_What the task asks_. Each record below should be written out again exactly as given.

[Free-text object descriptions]
######

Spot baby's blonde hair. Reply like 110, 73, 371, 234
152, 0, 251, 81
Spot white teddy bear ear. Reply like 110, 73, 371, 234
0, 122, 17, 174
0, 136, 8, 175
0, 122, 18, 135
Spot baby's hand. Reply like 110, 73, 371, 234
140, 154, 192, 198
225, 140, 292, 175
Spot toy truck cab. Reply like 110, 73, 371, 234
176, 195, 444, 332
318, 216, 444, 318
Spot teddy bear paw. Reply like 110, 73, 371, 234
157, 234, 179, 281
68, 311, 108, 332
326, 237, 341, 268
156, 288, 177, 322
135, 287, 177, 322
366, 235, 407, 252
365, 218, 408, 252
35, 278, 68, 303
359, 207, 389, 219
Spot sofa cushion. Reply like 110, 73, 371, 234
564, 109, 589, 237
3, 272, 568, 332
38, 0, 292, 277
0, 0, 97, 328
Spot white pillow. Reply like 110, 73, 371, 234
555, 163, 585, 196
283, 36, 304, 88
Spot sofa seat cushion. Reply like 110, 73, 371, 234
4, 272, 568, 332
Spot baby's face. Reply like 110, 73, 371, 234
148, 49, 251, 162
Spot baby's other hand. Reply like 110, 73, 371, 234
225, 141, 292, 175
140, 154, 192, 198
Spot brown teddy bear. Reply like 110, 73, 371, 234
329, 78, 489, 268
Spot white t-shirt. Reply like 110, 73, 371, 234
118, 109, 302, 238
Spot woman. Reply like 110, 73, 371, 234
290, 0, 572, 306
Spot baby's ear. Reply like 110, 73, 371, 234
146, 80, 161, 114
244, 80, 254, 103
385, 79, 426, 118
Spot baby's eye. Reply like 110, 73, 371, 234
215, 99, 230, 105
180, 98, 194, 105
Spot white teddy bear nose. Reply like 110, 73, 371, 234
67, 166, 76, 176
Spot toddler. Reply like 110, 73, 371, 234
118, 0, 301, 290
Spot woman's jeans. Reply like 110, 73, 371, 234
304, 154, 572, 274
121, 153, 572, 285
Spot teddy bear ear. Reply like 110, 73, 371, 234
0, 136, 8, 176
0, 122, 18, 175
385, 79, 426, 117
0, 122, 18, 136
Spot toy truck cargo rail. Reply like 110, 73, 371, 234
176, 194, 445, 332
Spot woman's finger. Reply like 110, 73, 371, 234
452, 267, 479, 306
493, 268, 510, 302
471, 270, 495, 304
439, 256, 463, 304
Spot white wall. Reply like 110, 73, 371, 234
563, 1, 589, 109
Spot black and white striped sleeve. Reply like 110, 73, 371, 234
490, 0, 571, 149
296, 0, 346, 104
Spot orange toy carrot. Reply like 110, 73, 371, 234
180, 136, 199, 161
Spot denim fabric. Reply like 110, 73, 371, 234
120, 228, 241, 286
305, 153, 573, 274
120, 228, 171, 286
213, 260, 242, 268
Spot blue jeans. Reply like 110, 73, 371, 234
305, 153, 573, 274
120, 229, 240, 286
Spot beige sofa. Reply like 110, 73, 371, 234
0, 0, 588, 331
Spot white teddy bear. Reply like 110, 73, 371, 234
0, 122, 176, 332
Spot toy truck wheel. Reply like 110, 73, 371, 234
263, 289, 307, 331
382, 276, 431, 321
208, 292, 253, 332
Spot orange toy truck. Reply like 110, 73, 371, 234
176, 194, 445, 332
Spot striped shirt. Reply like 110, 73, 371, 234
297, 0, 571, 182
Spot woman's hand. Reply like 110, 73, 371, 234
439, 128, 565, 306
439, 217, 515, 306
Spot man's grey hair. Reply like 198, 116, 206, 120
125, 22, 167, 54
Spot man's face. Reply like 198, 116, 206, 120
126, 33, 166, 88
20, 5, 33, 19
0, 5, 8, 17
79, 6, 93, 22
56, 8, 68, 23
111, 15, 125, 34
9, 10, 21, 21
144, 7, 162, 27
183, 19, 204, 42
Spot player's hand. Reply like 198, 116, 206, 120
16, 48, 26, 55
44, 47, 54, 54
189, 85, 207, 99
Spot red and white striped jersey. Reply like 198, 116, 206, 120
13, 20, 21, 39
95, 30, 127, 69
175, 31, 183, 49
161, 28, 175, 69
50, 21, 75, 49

######

_Task solution_.
Spot baby's blonde hair. Reply like 110, 73, 371, 234
152, 0, 251, 81
Spot white teddy bear ear. Reply like 110, 73, 371, 234
0, 122, 17, 174
0, 136, 8, 175
0, 122, 18, 135
Spot baby's hand. Reply like 110, 73, 371, 234
140, 154, 192, 198
225, 140, 292, 175
Spot toy truck cab. Reply like 110, 73, 371, 234
176, 195, 444, 332
318, 216, 444, 318
Spot teddy bear paw. Reply like 110, 73, 371, 234
157, 234, 179, 281
68, 311, 108, 332
326, 237, 341, 268
156, 288, 177, 322
135, 287, 177, 322
366, 235, 407, 252
365, 218, 408, 252
35, 278, 68, 303
359, 207, 389, 219
Spot sofa cushion. Reply like 110, 73, 371, 234
564, 109, 589, 237
3, 272, 568, 332
38, 0, 292, 277
0, 0, 97, 328
Spot white pillow. Reply like 110, 73, 371, 234
555, 163, 585, 196
283, 36, 304, 88
Spot sofa seat cushion. Reply like 110, 73, 371, 234
4, 272, 568, 332
Spot baby's face. Reply like 110, 73, 371, 234
148, 49, 251, 162
Spot baby's other hand. Reply like 110, 73, 371, 234
225, 141, 292, 175
140, 154, 192, 198
Spot brown teddy bear. Reply like 110, 73, 371, 234
329, 78, 489, 268
Spot white t-shirt. Reply like 110, 73, 371, 234
118, 109, 302, 238
Spot woman. Reply like 110, 73, 371, 234
290, 0, 572, 306
Spot baby's ear. Reply like 110, 73, 371, 234
146, 80, 161, 114
244, 80, 254, 103
385, 79, 426, 118
Spot baby's eye. Reply like 110, 73, 371, 234
215, 99, 230, 105
180, 98, 194, 105
Spot white teddy bear nose. Reply like 110, 73, 371, 234
67, 166, 76, 176
Spot toddler. Reply like 110, 73, 371, 234
118, 0, 301, 290
Spot woman's jeans. Reply like 110, 73, 371, 234
304, 154, 572, 274
121, 153, 572, 285
Spot teddy bear ear. Reply like 110, 73, 371, 234
0, 136, 8, 176
0, 122, 18, 175
385, 79, 426, 117
0, 122, 18, 136
Spot toy truck cargo rail. Reply like 110, 73, 371, 234
176, 194, 445, 332
Spot woman's finger. Reply like 110, 73, 371, 234
452, 267, 479, 306
493, 268, 510, 302
471, 270, 495, 304
439, 256, 463, 304
Spot white wall. Reply like 110, 73, 371, 234
563, 1, 589, 109
Spot black and white striped sleeve. Reply like 110, 73, 371, 234
490, 0, 571, 149
296, 0, 346, 104
Spot orange toy carrot. Reply like 110, 73, 371, 234
180, 136, 199, 161
Spot denim fabric. Reply like 110, 73, 371, 234
120, 228, 241, 286
305, 153, 573, 274
120, 228, 171, 286
213, 260, 242, 268
Spot blue jeans. Reply like 110, 73, 371, 234
305, 153, 573, 274
120, 229, 240, 286
Spot beige sofa. Reply like 110, 73, 371, 234
0, 0, 588, 331
Spot white teddy bear. Reply like 110, 73, 371, 234
0, 122, 176, 332
Spot toy truck wheel. Reply like 110, 73, 371, 234
263, 289, 307, 331
382, 276, 431, 321
208, 292, 253, 332
Spot orange toy truck. Reply like 110, 73, 371, 234
176, 194, 445, 332
Spot striped shirt. Reply like 110, 73, 371, 234
297, 0, 571, 182
Spot woman's hand. Reply like 110, 73, 371, 234
439, 128, 565, 306
439, 217, 515, 306
Spot man's grey hair. Reply like 198, 116, 206, 120
125, 22, 167, 54
Spot man's face. Reply like 198, 116, 206, 120
126, 33, 166, 88
20, 5, 33, 19
0, 5, 8, 17
79, 6, 93, 22
56, 8, 68, 23
111, 15, 125, 34
9, 10, 21, 21
144, 7, 162, 27
183, 19, 204, 42
Spot player's hand. Reply like 198, 116, 206, 120
16, 48, 26, 55
44, 47, 54, 54
189, 85, 207, 99
Spot red and white striped jersey. Reply like 198, 116, 206, 120
13, 20, 21, 39
95, 30, 127, 69
175, 31, 183, 49
161, 28, 175, 69
50, 21, 75, 49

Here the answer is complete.